▸ PAGE:
Icônes de mai 68 : Les images ont une histoire
d'après Audrey Leblanc et Dominique Versavel

Loin de retracer le déroulement des événements de Mai 68 par le biais de l’illustration et de la photographie, l’exposition de la BnF interroge l’histoire même des images de mai-juin 1968 produites par le photojournalisme. Elle revient sur la représentation de ces événements et questionne la mémoire visuelle collective qui en découle. À ces fins, elle analyse les usages des images dans le contexte médiatique et culturel des cinquante ans passés.

Histoire visuelle de Mai 68 : une construction médiatique

Parce qu’elle aborde le printemps 1968 au prisme de ses représentations médiatiques, l’exposition distingue les faits historiques de leurs formes médiatisées : l’appellation « Mai 68 », vraisemblablement héritée des médias, est employée pour ces dernières, tandis que « mai-juin 1968 » renvoie aux événements eux-mêmes, suivant la chronologie élargie établie par l’historiographie récente.

[Annotations de points sur images]
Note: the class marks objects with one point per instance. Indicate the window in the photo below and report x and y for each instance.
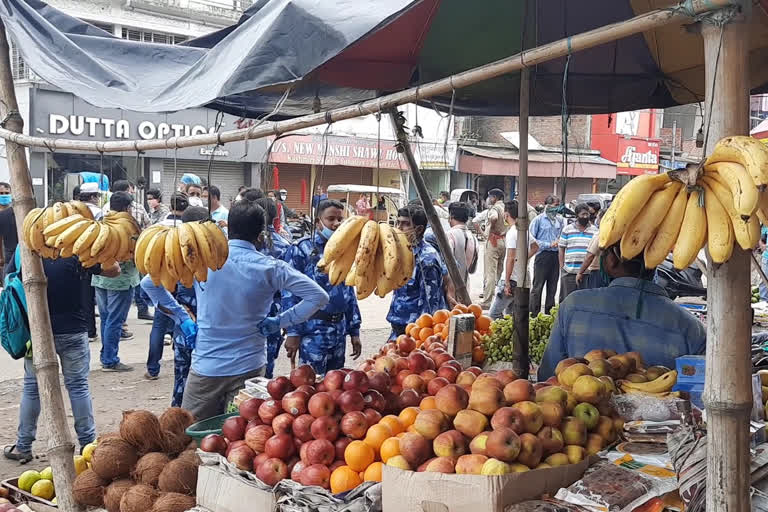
(152, 37)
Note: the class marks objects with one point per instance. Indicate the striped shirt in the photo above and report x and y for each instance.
(575, 243)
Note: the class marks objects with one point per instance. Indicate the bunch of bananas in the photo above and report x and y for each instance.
(369, 256)
(67, 229)
(181, 253)
(661, 386)
(656, 215)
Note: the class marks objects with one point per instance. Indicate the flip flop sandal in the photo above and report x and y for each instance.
(9, 452)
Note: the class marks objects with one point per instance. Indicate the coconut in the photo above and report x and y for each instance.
(142, 430)
(88, 489)
(180, 476)
(173, 443)
(176, 420)
(173, 502)
(149, 467)
(113, 458)
(115, 493)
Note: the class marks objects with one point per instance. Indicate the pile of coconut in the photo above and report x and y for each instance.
(149, 466)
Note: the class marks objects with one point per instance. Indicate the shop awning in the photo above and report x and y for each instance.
(339, 53)
(491, 161)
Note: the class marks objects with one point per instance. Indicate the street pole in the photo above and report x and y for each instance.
(462, 295)
(727, 391)
(522, 292)
(60, 447)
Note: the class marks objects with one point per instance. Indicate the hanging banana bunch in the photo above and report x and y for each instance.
(68, 229)
(182, 253)
(655, 215)
(369, 256)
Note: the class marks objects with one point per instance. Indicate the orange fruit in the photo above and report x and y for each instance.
(373, 473)
(389, 448)
(441, 316)
(425, 320)
(375, 436)
(344, 479)
(408, 416)
(425, 333)
(428, 403)
(483, 323)
(359, 455)
(393, 422)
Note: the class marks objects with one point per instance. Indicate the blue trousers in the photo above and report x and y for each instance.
(113, 311)
(75, 358)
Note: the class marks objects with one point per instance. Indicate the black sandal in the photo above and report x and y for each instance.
(9, 452)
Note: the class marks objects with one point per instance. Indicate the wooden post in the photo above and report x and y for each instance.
(60, 447)
(522, 292)
(462, 295)
(728, 392)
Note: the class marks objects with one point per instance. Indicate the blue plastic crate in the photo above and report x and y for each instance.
(690, 369)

▸ CONSIGNES DE TRAVAIL:
1. Recopiez le passage du texte sur Mai 68 qui commence aux mots « Loin de retracer » et s'arrête après « cinquante ans passés. ».
2. Reproduisez à l'identique les lignes des enregistrements, à partir de la ligne qui contient « Indicate the black » jusqu'à la fin des enregistrements.
Les enregistrements n'ont aucun rapport avec le texte sur Mai 68.

▸ EXERCICE CORRIGÉ:
1.
Loin de retracer le déroulement des événements de Mai 68 par le biais de l’illustration et de la photographie, l’exposition de la BnF interroge l’histoire même des images de mai-juin 1968 produites par le photojournalisme. Elle revient sur la représentation de ces événements et questionne la mémoire visuelle collective qui en découle. À ces fins, elle analyse les usages des images dans le contexte médiatique et culturel des cinquante ans passés.

2.
Note: the class marks objects with one point per instance. Indicate the black sandal in the photo above and report x and y for each instance.
(9, 452)
Note: the class marks objects with one point per instance. Indicate the wooden post in the photo above and report x and y for each instance.
(60, 447)
(522, 292)
(462, 295)
(728, 392)
Note: the class marks objects with one point per instance. Indicate the blue plastic crate in the photo above and report x and y for each instance.
(690, 369)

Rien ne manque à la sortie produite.